Excerto selecionado:

---------------

Quanto ao pedido cível formulado por B... e mulher C..., não resultou provado que E... tenha falecido momentos antes de F....
No mais e para o que interessa, inexistem factos não provados.
(…)”.

C) Dele consta a seguinte motivação de facto:
“ (…).
A convicção do tribunal resultou da ponderação de todas as declarações e depoimentos prestados, bem como de toda a documentação junta aos autos.
E a verdade é que, não obstante a gravidade do sucedido, o apuramento da factualidade acabou por se revelar uma tarefa sem dificuldades de maior, tal a evidência das provas carreadas para o processo.
Assim, é desde logo o arguido que, mostrando-se embora algo titubeante nas respostas que foi dando às perguntas que lhe foram feitas sobre alguns dos pormenores do sucedido, começa por apresentar uma confissão integral, confirmando desta forma todos e cada um dos factos descritos na acusação pública.
O arguido afirma que tirou efectivamente a vida ao seu pai e madrasta, não conseguindo contudo apresentar uma qualquer justificação para o sucedido, refugiando-se em respostas algo evasivas, dizendo que não sabe o que lhe passou na cabeça para fazer o que fez; ainda assim, consegue explicar que o seu relacionamento com a sua madrasta e mulher do seu pai seria pautada por alguma conflitualidade, com a existência de algumas discussões e azeda troca de palavras; quanto ao seu pai, colocar-se-ia por vezes ao lado da sua mulher nas críticas que esta lhe dirigia.
Sobre as suas condições de vida, esclarece que, não obstante alguns desaguisados, nunca ponderou em sair de casa; afirma que completou o 12º ano; ingressou no curso de … , que frequentou em Lisboa e Viseu entre os anos de 1992 e 1995, mas não obteve aproveitamento escolar, pelo que resolveu abandonar os estudos; dedicou-se à agricultura e acabou por ingressar no Hospital em 1996.
A mãe faleceu quando o arguido tinha 18 anos de idade, o que o deixou profundamente transtornado, mas acabou por aceitar a relação do seu pai com a sua madrasta, iniciada em 2000; apenas mais tarde, começaram os problemas e os azedumes; nunca procurou ajuda médica, nunca se sentindo inferiorizado relativamente aos colegas ou amigos.

---------------

Informação fornecida:

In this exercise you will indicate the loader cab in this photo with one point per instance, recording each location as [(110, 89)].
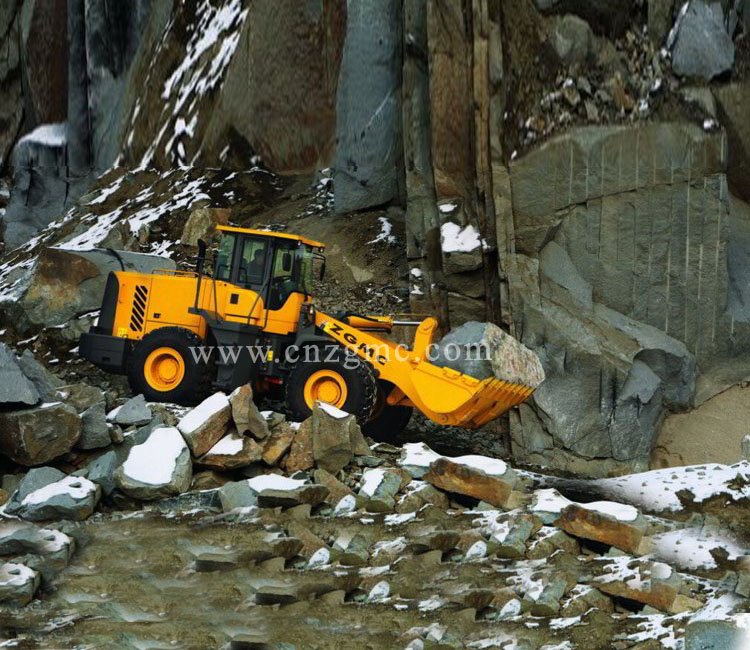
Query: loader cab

---------------

Descrição da tarefa:
De acordo com o excerto selecionado, em que ano ingressou o arguido no Hospital?

Resposta ao exercício:
Em 1996.